### VORLIEGENDER TEXT
·····
Als ich noch sehr klein war, las meine Mutter mir „101 Dalmatiner“ vor – und von da an las ich alles, was ich in die Finger bekam. Als ich einen eigenen Bibliotheksausweis bekam, war ich jede Woche dort und, nachdem ich die Kinderabteilung durchgearbeitet hatte, wechselte ich direkt in die Rubrik Erwachsenenliteratur. Von Anfang an mochte ich Fantasy am liebsten. Ich hatte überhaupt kein Interesse an Büchern über Kinder, die zur Schule gehen oder normale Dinge tun. Ich lese als Eskapismus, und Bücher wie „Herr der Ringe“ oder Terry Pratchetts „Scheibenwelt“-Reihe führten mich in ganz andere Welten.
Warum schrieben Sie zunächst Romane über streitende Adlige, Drachen und Magie?
Im Laufe der Zeit entwickelte ich eine Vorliebe für Science-Fiction, Horror, Kriminalität, historische Fiktion – praktisch jedes denkbare Genre. Meine Leidenschaft für Fantasy hat mich jedoch nie verlassen. Es schien also ganz natürlich, als Autorin mit meiner ersten wahren Liebe zu beginnen.
Was hat Sie dazu bewogen, nun mit „Der Herzgräber“ zum Thriller-Genre zu wechseln?
Ich näherte mich dem Ende meines sechsten Fantasy-Buchs „The Poison Song“. Es macht sehr viel Spaß, Fantasy zu schreiben. Aber irgendwann wurde mir klar, dass ich eine kurze Pause davon brauchte. Ich habe es immer geliebt, Krimis zu lesen, und meine Agentin Juliet Mushens und ich tauschten oft Artikel über wahre Kriminalität und Podcast-Empfehlungen zum Thema aus. Es war Juliet, die mir vorschlug, dass ich diese Leidenschaft zur Recherche nutzen und versuchen könnte, ein gruseliges Buch zu schreiben. Ich habe die Chance ergriffen.
Was war bei diesem Genre-Wechsel besonders herausfordernd?
Ich empfehle allen Autor*innen, verschiedene Genres zu schreiben. Man lernt dabei extrem viel. Bei Fantasy hat man zum Beispiel diese seltsame, fantastische Welt mit Magie und Monstern, und die Aufgabe besteht darin, die Leserschaft an diese Welt glauben zu lassen. In einem Fantasy-Buch erzähle ich alles über die Hauptfigur, dadurch wird es leichter, diese Welt zu akzeptieren. Bei Thrillern tut man fast das Gegenteil: Die Charaktere haben alle etwas zu verbergen, und die Aufgabe besteht darin, Dinge zu verheimlichen und erst im richtigen Moment die Wahrheit zu verraten. Das war ein sehr interessanter Kontrast.
·····
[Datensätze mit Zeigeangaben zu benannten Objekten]
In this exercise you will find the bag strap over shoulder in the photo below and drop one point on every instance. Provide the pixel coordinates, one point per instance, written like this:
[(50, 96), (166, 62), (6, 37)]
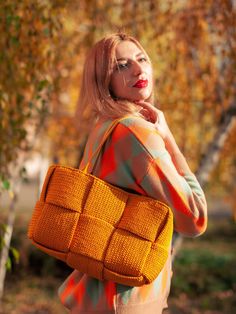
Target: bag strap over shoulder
[(104, 138)]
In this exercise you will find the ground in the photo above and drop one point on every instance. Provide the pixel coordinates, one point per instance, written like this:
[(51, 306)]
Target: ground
[(204, 280)]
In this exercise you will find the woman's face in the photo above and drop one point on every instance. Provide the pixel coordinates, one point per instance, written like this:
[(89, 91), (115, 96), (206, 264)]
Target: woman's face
[(132, 76)]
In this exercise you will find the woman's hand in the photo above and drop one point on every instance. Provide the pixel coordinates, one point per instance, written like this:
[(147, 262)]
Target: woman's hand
[(157, 117)]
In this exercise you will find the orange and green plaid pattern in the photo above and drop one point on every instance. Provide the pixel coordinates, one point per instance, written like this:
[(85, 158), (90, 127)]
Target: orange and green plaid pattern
[(134, 158)]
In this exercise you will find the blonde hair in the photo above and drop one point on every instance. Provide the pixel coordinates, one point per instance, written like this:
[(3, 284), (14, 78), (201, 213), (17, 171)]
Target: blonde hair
[(95, 88)]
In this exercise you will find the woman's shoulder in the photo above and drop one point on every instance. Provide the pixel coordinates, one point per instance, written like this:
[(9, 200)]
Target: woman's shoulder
[(142, 129)]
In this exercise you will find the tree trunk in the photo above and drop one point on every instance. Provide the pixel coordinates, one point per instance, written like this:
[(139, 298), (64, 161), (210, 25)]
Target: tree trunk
[(7, 240), (210, 159)]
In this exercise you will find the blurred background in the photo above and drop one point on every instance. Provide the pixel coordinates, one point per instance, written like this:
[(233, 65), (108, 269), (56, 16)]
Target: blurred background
[(192, 45)]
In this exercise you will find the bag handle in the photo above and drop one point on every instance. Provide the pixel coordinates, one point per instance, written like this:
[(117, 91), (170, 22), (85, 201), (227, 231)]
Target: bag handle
[(105, 136)]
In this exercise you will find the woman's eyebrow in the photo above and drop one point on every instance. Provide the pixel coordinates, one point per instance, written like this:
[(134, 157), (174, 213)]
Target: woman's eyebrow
[(137, 55)]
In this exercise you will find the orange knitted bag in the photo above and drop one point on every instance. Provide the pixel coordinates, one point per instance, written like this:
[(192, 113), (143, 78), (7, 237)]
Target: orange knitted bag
[(99, 229)]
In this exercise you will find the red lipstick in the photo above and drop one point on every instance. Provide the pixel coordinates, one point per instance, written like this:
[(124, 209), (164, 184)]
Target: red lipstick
[(141, 84)]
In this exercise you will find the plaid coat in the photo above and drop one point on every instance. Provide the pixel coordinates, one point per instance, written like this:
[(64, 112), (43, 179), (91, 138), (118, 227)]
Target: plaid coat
[(134, 157)]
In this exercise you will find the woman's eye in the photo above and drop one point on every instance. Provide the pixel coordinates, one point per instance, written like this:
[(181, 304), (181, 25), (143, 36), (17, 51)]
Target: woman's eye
[(122, 66)]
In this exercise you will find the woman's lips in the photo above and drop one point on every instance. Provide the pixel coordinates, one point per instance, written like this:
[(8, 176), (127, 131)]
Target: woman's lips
[(141, 84)]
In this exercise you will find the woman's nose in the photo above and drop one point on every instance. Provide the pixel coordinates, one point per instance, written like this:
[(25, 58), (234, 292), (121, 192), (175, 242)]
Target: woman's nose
[(137, 68)]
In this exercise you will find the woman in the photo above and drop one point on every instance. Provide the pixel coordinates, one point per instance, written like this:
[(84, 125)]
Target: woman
[(140, 155)]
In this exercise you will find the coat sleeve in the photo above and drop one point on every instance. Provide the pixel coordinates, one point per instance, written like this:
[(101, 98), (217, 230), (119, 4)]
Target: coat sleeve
[(182, 192)]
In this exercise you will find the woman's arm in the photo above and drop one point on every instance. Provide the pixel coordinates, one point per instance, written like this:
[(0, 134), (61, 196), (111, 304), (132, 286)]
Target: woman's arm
[(170, 178)]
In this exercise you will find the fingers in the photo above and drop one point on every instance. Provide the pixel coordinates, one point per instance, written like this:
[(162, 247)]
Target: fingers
[(149, 111)]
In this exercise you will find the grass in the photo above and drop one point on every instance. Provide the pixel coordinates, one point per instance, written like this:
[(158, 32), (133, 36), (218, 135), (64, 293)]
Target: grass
[(204, 275)]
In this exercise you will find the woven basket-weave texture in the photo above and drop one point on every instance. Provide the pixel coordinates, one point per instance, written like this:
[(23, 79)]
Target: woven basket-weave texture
[(100, 229)]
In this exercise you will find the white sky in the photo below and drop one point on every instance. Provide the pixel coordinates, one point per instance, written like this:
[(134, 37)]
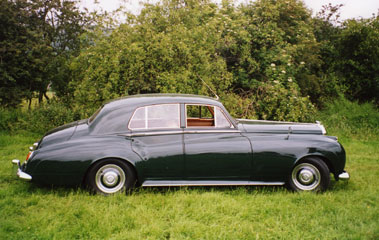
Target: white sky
[(351, 8)]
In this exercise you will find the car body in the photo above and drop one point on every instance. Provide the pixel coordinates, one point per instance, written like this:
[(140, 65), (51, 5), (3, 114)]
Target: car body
[(177, 140)]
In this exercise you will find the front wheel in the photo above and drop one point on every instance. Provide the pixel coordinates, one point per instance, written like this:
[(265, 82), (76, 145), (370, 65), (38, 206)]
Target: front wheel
[(312, 174), (110, 176)]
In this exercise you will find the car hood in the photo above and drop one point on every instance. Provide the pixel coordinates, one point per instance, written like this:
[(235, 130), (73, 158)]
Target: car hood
[(60, 134), (277, 127)]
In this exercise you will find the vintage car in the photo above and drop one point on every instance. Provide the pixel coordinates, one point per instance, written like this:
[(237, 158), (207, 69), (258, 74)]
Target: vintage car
[(182, 140)]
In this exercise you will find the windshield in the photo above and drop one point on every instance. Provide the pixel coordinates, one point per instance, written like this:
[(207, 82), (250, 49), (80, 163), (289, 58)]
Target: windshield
[(94, 115)]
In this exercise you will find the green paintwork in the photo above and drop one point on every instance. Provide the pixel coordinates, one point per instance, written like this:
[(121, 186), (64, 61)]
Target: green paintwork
[(250, 150)]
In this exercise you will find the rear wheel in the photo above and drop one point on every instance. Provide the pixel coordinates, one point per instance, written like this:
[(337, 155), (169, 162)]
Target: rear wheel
[(110, 176), (312, 174)]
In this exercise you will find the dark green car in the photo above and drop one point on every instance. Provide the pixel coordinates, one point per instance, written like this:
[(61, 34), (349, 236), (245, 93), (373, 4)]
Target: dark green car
[(182, 140)]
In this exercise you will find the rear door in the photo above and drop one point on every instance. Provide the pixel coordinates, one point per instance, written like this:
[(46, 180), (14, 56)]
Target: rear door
[(158, 139), (214, 149)]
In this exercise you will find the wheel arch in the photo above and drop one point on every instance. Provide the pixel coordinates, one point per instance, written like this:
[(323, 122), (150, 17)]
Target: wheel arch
[(319, 156), (93, 163)]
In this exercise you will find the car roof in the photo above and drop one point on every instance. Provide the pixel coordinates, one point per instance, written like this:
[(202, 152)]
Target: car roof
[(134, 101)]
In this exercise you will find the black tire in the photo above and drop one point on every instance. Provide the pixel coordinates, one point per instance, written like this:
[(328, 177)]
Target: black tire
[(311, 174), (110, 176)]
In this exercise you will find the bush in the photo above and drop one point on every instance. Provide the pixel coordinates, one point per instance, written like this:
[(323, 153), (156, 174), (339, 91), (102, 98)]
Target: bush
[(350, 119), (38, 120)]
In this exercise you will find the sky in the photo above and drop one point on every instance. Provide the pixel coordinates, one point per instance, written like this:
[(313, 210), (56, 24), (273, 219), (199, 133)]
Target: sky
[(351, 8)]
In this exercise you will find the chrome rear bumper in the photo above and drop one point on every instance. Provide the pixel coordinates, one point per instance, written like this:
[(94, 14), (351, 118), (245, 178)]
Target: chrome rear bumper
·····
### AUFGABEN
A - Wiederhole aus dem Interview wortgetreu alles von „Warum schrieben Sie“ bis hinunter zu „Liebe zu beginnen.“.
B - Wer schlug laut dem Interview vor, die Leidenschaft für wahre Kriminalität zur Recherche für ein gruseliges Buch zu nutzen?
C - Führe das Interview über den Wechsel vom Fantasy- zum Thriller-Genre im Anschluss an seinen letzten Satz weiter.
Die Datensätze spielen dabei keine Rolle.

### ANTWORTEN
A -
Warum schrieben Sie zunächst Romane über streitende Adlige, Drachen und Magie?
Im Laufe der Zeit entwickelte ich eine Vorliebe für Science-Fiction, Horror, Kriminalität, historische Fiktion – praktisch jedes denkbare Genre. Meine Leidenschaft für Fantasy hat mich jedoch nie verlassen. Es schien also ganz natürlich, als Autorin mit meiner ersten wahren Liebe zu beginnen.

B - Die Agentin Juliet Mushens.

C -
In „Der Herzgräber“ spielt ein Serienmörder namens „Der rote Wolf“ eine zentrale Rolle, basierend auf dem Märchen „Rotkäppchen“. Was fasziniert Sie an dieser Figur?
Für mich ist der „große böse Wolf“ eine Metapher für alle räuberischen Männer. Natürlich ist man als Kind beim Lesen von „Rotkäppchen“ entsetzt über die Vorstellung, von einem echten Wolf verfolgt zu werden, über das grausame Schicksal der Großmutter und so weiter. Aber wenn man das als Erwachsener liest, hat es all diese anderen Konnotationen. Die Mutter warnt das Mädchen, nicht im Wald herumzutollen, nicht mit Fremden zu sprechen und sich vor dem Wolf in Acht zu nehmen. Das ist alles nur einen Schritt von all den Warnungen entfernt, die einem die eigene Mutter auf den Weg gab: nicht mit Fremden sprechen, nicht allein nach Hause gehen in der Nacht oder: halte dich fern von dem charmanten Mann, der dir Schaden zufügt. In Märchen ist dieser große böse Wolf einfach da; er ist ein Teil des Waldes, und es liegt in seiner Natur, dich essen zu wollen. Wenn es um Serienmörder geht, ist die Frage viel komplizierter. Wurden sie mit dem Drang geboren, Menschen zu verletzen? Oder wurden sie durch ihre Kindheit so geschädigt, dass sie zu etwas Schrecklichem heranwuchsen? Oder ist es eine Mischung aus beidem? Serienmörder finde ich faszinierend, weil uns die Frage nach dem Warum beschäftigt.
Ihre Heldin Heather erforscht zuvor geheim gehaltene Details aus dem Leben ihrer verstorbenen Mutter. Wäre es besser, wenn es weniger Geheimnisse zwischen Eltern und Kindern gäbe?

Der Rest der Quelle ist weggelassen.